## FRAGMENTO CITADO
((

Llegué a Roma a fines del 59, procedente de la primera edición del festival cinematográfico internacional de Moscú. Allí había conocido, entre otros, al legendario Nicolai Cherkasov, el Alejandro Nevski e Iván el Terrible de Eisenstein, y a dos de los integrantes del elenco estable de Bergman: Gunnar Björnstrand y Stig Olin.

En el largo viaje de regreso en tren a Roma hice una escala en Milán. Allí trabajaba como director de fotografía de los dramáticos de la Rai David Altschuler, que había sido aprendiz de fotografía y asistente de mi padre, Anatole Saderman. Yo llegaba a Italia sin nada concreto, buscando instalarme y trabajar, pero la escala en Milán no dio frutos. Seguí viaje a Roma, donde un amigo reciente que conocí en Moscú, Gian Lorenzo Pacini, me prestó un sofá en su ático de Via Santa Caterina da Siena. ¿Recuerdan la película de Visconti “Ritratto di famiglia in un interno”? Así era la casa de Gian Lorenzo.

Del sofá de Santa Caterina da Siena me mudé a una pensión cerca de la Piazza Cavour. La dueña era una napolitana, Zia Fofó. A sus huéspedes nos despertaba todas las mañanas con un café fuerte acabado de hacer. Entre los demás pensionistas había actores de la compañía de Edoardo de Filippo. Por la noche, en torno a la mesa de la cocina y después de la cena, se jugaba a lo scopone scientifico, una variante de la escoba de 15. Zia Fofó vivía con un pucho apagado en la comisura de sus labios y chancleteaba por la casa. Su marido, Zio Errico, que se teñía el cabello de un negro petróleo, lo único que había hecho en su vida fue dedicarle una canción a Sofía Loren.

Después de trabajar unos meses como dibujante en un estudio de arquitectura que construía colegios y conventos para el Vaticano, conocí a través de un amigo argentino a un guionista italiano que me presentó a Carlo Alberto Chiesa, Director del Cinematográfico de la RaiTV. Todavía no sé cómo explicármelo: sin más, Chiesa me puso a prueba como director de documentales. Se trabajaba en 16mm blanco y negro, aún no había aparecido el video.

))

## TAREAS
1. Según el relato de la llegada a Roma, ¿cómo se llamaba la dueña de la pensión cercana a la Piazza Cavour?
2. Escribe la continuación del relato de la llegada a Roma a partir de su última oración.

## FILAS PROPORCIONADAS
((

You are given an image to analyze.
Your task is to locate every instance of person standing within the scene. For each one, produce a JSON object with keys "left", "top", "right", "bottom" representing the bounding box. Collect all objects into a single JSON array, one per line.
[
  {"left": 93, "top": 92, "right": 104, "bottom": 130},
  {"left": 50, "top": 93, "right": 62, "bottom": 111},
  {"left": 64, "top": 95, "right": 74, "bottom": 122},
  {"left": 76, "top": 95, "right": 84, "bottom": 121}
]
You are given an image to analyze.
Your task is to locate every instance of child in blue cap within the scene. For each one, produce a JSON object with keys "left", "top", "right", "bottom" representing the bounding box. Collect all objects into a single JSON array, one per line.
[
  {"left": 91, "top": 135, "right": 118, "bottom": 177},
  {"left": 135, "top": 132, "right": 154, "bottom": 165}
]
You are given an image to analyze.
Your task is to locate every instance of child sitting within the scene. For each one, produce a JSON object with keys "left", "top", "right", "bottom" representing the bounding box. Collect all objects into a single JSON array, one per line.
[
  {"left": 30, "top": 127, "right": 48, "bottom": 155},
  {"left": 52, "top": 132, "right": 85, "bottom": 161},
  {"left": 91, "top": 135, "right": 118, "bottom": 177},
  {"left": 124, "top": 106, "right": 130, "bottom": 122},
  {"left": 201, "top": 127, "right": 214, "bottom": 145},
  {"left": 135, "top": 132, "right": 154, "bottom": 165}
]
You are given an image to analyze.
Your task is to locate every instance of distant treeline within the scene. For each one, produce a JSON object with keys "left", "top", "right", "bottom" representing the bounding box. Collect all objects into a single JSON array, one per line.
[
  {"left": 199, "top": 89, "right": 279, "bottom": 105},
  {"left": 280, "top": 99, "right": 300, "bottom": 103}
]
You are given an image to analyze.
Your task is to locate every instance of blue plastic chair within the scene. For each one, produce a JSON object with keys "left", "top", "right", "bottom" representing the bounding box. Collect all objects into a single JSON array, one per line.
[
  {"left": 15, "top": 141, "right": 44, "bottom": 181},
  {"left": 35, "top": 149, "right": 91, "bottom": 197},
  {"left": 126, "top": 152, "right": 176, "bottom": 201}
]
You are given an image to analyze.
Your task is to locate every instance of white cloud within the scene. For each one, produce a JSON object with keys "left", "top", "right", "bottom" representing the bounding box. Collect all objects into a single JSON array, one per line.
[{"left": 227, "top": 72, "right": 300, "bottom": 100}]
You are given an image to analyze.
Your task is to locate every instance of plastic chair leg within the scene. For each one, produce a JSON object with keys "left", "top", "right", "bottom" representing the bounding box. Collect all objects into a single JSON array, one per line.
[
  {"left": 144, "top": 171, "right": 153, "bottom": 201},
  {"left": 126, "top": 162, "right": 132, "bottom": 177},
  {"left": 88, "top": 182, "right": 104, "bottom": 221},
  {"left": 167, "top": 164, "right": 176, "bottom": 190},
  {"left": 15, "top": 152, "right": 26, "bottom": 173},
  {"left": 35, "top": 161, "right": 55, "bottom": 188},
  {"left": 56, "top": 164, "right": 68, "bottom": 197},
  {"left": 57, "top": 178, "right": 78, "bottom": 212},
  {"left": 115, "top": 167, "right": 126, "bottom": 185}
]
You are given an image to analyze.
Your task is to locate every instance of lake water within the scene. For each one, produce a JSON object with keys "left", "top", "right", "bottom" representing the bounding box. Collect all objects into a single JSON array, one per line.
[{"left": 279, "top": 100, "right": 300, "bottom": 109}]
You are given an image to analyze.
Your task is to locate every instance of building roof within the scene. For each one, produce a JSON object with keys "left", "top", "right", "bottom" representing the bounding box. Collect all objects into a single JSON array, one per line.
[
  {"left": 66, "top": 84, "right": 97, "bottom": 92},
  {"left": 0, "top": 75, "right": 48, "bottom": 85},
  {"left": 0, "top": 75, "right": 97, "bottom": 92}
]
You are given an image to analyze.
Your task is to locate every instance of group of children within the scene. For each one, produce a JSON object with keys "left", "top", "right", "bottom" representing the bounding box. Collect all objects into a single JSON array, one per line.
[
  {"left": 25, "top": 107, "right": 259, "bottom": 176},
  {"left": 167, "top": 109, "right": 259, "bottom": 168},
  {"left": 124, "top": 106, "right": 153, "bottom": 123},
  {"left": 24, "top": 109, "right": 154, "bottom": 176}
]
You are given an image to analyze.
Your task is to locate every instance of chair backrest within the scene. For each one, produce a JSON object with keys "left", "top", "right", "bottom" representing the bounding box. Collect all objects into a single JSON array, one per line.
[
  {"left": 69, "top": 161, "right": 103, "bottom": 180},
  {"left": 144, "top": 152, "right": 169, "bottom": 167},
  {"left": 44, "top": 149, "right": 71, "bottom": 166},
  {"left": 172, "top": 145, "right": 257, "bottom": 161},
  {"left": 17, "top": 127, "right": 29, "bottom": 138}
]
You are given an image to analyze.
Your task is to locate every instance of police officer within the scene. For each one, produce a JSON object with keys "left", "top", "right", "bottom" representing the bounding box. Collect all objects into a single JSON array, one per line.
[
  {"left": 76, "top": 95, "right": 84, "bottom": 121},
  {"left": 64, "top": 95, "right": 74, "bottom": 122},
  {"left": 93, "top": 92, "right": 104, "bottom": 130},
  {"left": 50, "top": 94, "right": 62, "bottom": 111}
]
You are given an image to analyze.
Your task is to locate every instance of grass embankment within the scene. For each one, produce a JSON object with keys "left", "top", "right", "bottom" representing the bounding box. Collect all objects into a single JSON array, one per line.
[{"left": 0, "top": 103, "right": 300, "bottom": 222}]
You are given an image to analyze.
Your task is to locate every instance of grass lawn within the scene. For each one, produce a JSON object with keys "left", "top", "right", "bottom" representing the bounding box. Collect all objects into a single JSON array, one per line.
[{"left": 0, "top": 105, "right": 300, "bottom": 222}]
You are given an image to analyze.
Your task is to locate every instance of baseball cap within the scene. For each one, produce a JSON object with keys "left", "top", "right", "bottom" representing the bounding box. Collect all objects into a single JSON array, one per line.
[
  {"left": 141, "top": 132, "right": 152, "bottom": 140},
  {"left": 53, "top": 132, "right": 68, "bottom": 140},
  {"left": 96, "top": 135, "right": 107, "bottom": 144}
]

))

## RESPUESTAS
1. Zia Fofó.

2.
Yo había realizado varios cortos en Argentina, cortos que los que comenzábamos hacíamos con las uñas, con equipos humanos que no superaban las dos o tres personas. En la primera salida de trabajo para la Rai, para filmar varios segmentos de una serie importantísima, Giovani d´Oggi, me encontré al frente de un autobús con unas 25 personas. El director de fotografía era un veterano bajito y barrigón, que hacía ostentación de su condición de fascista (llevaba colgado del cinturón un medallón con la efigie de Mussolini) me decía “dottore”. Lo filmado resultó exitoso, y seguí trabajando para la Rai hasta mi partida a fines de 1962.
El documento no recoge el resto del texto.